• [Study material]:
>>
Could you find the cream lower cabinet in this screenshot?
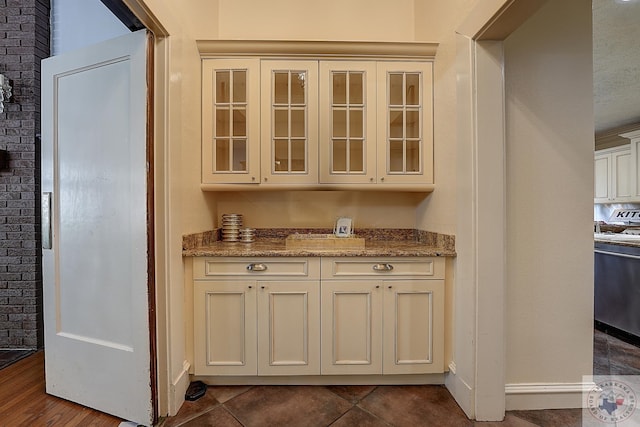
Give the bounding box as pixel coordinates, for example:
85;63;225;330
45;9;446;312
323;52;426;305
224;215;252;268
193;257;320;376
193;256;445;377
321;258;444;375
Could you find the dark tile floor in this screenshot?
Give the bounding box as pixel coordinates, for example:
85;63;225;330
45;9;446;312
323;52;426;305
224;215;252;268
1;328;636;426
158;329;639;427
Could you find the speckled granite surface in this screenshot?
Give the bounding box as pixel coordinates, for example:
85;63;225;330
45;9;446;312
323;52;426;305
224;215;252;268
183;228;456;257
594;237;640;248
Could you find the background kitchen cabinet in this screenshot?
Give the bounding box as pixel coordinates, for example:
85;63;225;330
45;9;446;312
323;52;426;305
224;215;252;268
594;145;632;203
623;130;640;201
202;59;261;184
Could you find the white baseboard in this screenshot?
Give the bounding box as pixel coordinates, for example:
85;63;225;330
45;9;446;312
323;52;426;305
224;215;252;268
169;360;191;416
445;364;475;419
505;382;596;410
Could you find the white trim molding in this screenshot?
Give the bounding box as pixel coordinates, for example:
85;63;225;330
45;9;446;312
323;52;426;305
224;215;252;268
505;382;597;410
169;360;191;416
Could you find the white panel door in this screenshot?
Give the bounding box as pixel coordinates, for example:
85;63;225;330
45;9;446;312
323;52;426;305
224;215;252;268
41;30;153;425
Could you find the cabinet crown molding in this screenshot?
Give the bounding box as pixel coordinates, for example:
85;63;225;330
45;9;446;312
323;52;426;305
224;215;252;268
197;40;438;60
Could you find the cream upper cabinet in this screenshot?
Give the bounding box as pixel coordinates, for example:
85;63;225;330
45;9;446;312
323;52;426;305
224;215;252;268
261;61;318;184
377;62;433;185
594;145;632;203
319;61;377;184
200;44;436;190
202;59;261;184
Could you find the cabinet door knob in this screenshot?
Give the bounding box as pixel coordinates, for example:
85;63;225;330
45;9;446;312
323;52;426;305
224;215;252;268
372;263;394;272
248;285;253;289
261;285;266;289
375;285;380;289
247;263;268;272
388;285;393;289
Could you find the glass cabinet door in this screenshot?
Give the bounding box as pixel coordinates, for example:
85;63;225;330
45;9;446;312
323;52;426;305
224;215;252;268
377;62;433;184
319;62;377;184
202;59;260;184
261;61;318;184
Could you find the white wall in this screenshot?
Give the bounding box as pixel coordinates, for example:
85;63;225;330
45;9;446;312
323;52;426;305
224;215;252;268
503;0;594;409
51;0;129;55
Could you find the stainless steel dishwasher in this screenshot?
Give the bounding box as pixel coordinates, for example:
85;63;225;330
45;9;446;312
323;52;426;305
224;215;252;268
594;242;640;339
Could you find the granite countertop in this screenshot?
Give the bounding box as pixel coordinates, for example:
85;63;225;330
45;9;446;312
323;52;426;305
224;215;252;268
183;228;456;258
594;236;640;248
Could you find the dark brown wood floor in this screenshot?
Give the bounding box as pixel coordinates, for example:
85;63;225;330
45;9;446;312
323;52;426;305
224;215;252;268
0;350;122;426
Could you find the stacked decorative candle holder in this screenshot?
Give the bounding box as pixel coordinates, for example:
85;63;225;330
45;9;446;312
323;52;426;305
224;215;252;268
239;228;255;243
221;213;243;242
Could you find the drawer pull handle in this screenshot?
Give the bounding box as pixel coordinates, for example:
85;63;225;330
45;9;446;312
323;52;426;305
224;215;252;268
373;263;394;272
247;263;268;272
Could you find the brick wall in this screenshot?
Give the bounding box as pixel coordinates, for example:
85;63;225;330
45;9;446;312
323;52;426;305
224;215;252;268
0;0;50;349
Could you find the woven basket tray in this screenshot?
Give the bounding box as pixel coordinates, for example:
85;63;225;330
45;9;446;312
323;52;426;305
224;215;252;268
285;234;365;249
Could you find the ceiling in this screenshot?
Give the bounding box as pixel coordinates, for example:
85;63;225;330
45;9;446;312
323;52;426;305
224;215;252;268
593;0;640;137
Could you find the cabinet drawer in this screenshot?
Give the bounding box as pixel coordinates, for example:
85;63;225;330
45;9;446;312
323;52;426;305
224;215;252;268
322;257;444;279
193;257;320;279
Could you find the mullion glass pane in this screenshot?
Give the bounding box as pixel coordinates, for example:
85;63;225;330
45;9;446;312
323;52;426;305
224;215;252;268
291;72;306;105
406;73;420;106
232;139;247;171
333;109;346;138
274;109;288;137
406;140;420;173
274;72;289;104
389;140;404;173
333;72;347;105
389;110;404;138
389;73;403;105
350;109;363;139
291;139;306;172
291;109;305;137
216;71;230;103
274;139;289;172
349;140;364;172
333;140;347;172
406;109;419;139
233;109;246;137
215;139;230;171
233;71;246;103
215;108;230;137
349;72;363;104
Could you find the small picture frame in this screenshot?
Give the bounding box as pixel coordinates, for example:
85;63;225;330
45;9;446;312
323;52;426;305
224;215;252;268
334;217;353;238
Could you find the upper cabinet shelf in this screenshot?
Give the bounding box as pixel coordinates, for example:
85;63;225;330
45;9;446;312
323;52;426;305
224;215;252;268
199;41;438;192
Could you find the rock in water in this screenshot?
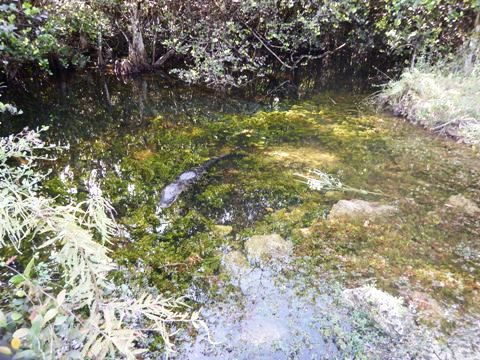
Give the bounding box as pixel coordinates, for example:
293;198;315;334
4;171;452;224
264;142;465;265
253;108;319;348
446;194;480;216
343;285;414;336
222;250;250;278
244;234;293;265
328;199;398;222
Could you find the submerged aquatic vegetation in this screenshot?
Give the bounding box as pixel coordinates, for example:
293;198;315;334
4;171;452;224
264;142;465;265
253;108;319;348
3;75;480;357
0;128;205;358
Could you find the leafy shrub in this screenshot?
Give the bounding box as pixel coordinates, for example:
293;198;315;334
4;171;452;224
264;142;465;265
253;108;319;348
0;128;204;358
2;1;478;87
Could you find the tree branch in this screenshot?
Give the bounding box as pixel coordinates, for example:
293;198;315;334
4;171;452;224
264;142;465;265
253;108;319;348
153;49;175;68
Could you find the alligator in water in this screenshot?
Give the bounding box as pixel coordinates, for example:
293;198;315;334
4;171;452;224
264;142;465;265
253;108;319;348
158;153;242;208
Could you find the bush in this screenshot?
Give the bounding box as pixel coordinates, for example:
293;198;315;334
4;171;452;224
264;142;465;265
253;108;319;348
0;128;204;359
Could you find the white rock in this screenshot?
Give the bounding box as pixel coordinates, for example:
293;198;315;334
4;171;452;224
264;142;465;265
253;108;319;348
343;285;413;336
446;195;480;216
223;250;250;277
328;199;398;222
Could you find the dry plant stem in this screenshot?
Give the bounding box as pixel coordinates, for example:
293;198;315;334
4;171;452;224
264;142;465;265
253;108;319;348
295;172;390;198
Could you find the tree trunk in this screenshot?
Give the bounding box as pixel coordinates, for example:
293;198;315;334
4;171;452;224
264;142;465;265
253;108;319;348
128;2;149;71
464;12;480;74
153;49;175;68
97;32;105;68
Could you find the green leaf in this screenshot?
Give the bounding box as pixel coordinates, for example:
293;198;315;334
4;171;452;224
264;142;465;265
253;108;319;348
12;350;38;359
30;314;43;336
11;312;23;322
0;347;12;356
13;327;29;338
56;290;66;306
9;274;25;286
42;308;58;327
53;315;67;326
23;258;34;278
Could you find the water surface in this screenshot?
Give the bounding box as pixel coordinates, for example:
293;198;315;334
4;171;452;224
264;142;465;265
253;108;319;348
2;73;479;358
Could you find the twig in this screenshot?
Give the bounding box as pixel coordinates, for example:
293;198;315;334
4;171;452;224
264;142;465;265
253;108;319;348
246;27;292;69
293;43;346;68
295;172;391;198
372;65;392;81
158;262;188;270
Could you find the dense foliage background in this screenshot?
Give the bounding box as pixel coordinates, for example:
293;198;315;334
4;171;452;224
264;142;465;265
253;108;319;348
1;0;478;87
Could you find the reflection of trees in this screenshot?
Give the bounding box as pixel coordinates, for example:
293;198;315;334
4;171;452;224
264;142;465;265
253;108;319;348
1;73;260;141
0;73;262;191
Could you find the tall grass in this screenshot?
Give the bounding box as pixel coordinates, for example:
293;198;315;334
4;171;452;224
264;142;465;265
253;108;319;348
376;36;480;145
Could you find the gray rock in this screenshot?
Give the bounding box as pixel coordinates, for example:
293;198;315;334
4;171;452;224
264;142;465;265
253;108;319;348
446;194;480;216
401;290;444;322
343;285;414;336
328;199;398;222
222;250;250;277
239;318;288;346
244;234;293;265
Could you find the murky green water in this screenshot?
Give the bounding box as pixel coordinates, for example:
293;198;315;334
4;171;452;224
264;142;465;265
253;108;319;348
2;73;480;358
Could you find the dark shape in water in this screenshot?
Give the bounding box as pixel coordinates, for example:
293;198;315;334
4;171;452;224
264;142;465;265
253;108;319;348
158;153;242;208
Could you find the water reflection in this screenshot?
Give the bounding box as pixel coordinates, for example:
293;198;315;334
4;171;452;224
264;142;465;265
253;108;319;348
0;72;262;140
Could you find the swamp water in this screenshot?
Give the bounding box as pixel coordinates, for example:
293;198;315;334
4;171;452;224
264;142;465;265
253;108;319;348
2;73;480;359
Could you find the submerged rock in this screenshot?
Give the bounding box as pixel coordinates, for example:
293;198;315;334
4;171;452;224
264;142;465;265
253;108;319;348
328;199;398;222
343;285;414;336
176;264;343;359
177;268;438;360
244;234;293;265
446;194;480;216
222;250;250;277
401;290;444;322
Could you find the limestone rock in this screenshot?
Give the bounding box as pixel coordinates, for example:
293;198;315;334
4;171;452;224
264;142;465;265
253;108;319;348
446;195;480;216
244;234;293;265
328;199;398;222
240;319;288;346
343;285;414;336
222;250;250;277
402;290;444;321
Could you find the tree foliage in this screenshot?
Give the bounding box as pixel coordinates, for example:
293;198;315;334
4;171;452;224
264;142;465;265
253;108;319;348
0;1;479;86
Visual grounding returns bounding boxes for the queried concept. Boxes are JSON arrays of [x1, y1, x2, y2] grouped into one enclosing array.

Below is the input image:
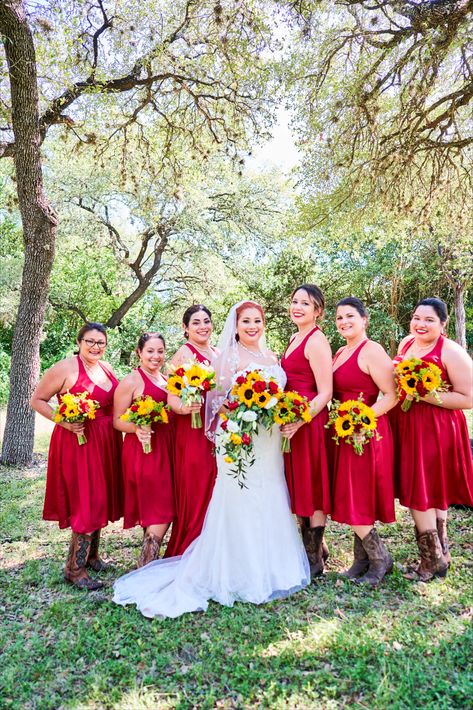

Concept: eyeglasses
[[82, 338, 107, 348]]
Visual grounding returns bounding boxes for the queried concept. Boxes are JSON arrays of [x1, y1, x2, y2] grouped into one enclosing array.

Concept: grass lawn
[[1, 429, 472, 709]]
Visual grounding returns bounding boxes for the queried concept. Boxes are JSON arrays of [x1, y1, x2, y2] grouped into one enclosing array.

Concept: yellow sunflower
[[301, 408, 312, 423], [237, 383, 255, 406], [334, 414, 354, 437], [167, 375, 185, 395], [360, 408, 377, 430], [339, 400, 356, 413], [422, 369, 441, 392], [160, 409, 169, 424], [185, 365, 205, 387], [396, 360, 413, 375], [246, 372, 263, 384], [274, 403, 290, 424], [399, 375, 417, 396], [230, 433, 242, 445], [254, 391, 271, 408]]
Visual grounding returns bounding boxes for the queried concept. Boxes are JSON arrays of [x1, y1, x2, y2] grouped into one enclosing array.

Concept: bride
[[113, 301, 310, 618]]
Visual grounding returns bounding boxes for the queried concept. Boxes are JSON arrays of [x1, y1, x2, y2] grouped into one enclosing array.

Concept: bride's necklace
[[238, 342, 265, 358]]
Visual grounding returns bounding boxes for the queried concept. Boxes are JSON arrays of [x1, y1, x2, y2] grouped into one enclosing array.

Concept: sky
[[247, 109, 301, 173]]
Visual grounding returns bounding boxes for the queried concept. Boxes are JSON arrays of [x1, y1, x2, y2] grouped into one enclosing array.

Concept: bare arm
[[360, 342, 397, 417], [422, 342, 473, 410], [30, 359, 84, 434]]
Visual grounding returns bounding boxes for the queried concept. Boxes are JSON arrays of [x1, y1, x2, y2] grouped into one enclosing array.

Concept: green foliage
[[1, 459, 472, 709]]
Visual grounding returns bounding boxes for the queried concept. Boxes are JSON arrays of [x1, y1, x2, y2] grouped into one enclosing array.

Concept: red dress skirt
[[43, 356, 123, 533], [164, 344, 217, 557], [122, 369, 175, 528], [329, 341, 395, 525], [281, 326, 332, 516], [389, 336, 473, 510]]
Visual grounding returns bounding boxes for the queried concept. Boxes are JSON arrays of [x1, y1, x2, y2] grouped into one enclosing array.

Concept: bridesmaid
[[164, 305, 218, 557], [390, 297, 473, 580], [31, 322, 123, 590], [281, 284, 332, 577], [330, 297, 397, 586], [113, 333, 174, 567]]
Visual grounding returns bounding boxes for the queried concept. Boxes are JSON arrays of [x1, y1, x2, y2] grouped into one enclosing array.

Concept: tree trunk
[[0, 1, 58, 465], [453, 282, 466, 349]]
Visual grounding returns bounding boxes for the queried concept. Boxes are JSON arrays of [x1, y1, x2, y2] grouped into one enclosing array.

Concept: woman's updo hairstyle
[[414, 297, 448, 324], [75, 322, 107, 353], [336, 296, 368, 319], [136, 332, 166, 354], [182, 304, 212, 339], [235, 301, 265, 341], [292, 284, 325, 316]]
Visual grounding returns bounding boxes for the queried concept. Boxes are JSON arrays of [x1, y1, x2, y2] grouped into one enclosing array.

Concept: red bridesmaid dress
[[329, 341, 395, 525], [43, 356, 123, 533], [122, 369, 175, 529], [390, 336, 473, 510], [164, 344, 217, 557], [281, 326, 332, 516]]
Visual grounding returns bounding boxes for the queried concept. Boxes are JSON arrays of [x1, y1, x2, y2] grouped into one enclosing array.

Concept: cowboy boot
[[406, 529, 448, 582], [64, 533, 104, 591], [299, 517, 329, 562], [436, 518, 451, 566], [341, 533, 369, 580], [87, 529, 109, 572], [302, 525, 326, 578], [354, 529, 393, 587], [138, 530, 162, 568]]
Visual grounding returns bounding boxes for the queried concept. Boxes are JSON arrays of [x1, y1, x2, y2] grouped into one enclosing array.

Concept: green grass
[[1, 458, 472, 710]]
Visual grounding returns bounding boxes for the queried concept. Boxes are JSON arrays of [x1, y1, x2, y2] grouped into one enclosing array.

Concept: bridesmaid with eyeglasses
[[31, 322, 123, 590]]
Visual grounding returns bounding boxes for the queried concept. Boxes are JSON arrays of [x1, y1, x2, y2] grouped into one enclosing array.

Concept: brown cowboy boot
[[138, 530, 162, 568], [302, 525, 326, 578], [87, 530, 109, 572], [406, 529, 448, 582], [299, 517, 329, 562], [354, 529, 393, 587], [341, 533, 369, 580], [436, 518, 451, 566], [64, 533, 104, 591]]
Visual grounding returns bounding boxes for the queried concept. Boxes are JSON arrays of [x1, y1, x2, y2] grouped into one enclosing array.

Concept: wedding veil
[[204, 300, 266, 441]]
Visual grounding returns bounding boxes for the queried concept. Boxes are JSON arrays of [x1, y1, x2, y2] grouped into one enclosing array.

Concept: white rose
[[241, 410, 258, 422], [264, 397, 279, 410], [226, 419, 241, 433]]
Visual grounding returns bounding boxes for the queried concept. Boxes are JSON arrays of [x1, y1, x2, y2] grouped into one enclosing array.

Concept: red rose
[[414, 365, 422, 373], [59, 404, 67, 414], [353, 407, 360, 415], [227, 401, 239, 411], [202, 380, 211, 391], [242, 433, 251, 445], [175, 367, 185, 377], [131, 405, 138, 412], [293, 398, 301, 407], [252, 380, 266, 393], [268, 381, 279, 394], [221, 420, 228, 430], [236, 375, 246, 385]]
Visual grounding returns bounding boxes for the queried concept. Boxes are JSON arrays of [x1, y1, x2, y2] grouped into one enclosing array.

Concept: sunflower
[[360, 408, 377, 430], [422, 369, 441, 392], [159, 408, 169, 424], [167, 375, 185, 395], [237, 383, 256, 406], [399, 375, 417, 396], [334, 414, 354, 437], [254, 391, 271, 408], [246, 371, 263, 384], [185, 365, 205, 387], [339, 399, 356, 413], [230, 433, 242, 445], [301, 408, 312, 423], [274, 403, 291, 424], [396, 360, 413, 375]]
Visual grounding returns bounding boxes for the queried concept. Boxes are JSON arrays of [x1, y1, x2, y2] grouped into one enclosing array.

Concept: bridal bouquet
[[395, 357, 447, 411], [120, 395, 169, 453], [166, 357, 216, 428], [53, 390, 100, 445], [326, 394, 379, 456], [274, 391, 313, 452], [218, 368, 282, 488]]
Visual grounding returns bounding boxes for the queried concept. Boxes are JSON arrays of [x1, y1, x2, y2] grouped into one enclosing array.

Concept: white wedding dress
[[113, 364, 310, 618]]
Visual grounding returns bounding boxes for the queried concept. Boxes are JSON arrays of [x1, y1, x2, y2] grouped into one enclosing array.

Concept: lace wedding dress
[[113, 364, 310, 618]]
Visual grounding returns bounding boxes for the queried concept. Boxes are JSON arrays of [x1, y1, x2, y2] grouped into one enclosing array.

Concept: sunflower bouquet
[[166, 357, 216, 428], [53, 390, 100, 445], [395, 358, 447, 412], [326, 394, 379, 456], [274, 391, 313, 453], [218, 368, 282, 488], [120, 395, 169, 453]]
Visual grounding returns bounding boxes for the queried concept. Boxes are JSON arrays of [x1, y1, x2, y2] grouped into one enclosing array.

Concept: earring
[[184, 330, 189, 339], [235, 333, 240, 342]]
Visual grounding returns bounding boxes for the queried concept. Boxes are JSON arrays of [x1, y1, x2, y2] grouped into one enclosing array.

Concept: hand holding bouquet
[[274, 391, 313, 452], [53, 390, 100, 445], [218, 368, 282, 488], [395, 358, 447, 411], [326, 394, 379, 455], [167, 357, 216, 428], [120, 395, 169, 453]]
<<
• [Exercise]:
Provide the count, and nothing else, of lines in the data above where the word "reflection" occurs.

• [Written response]:
2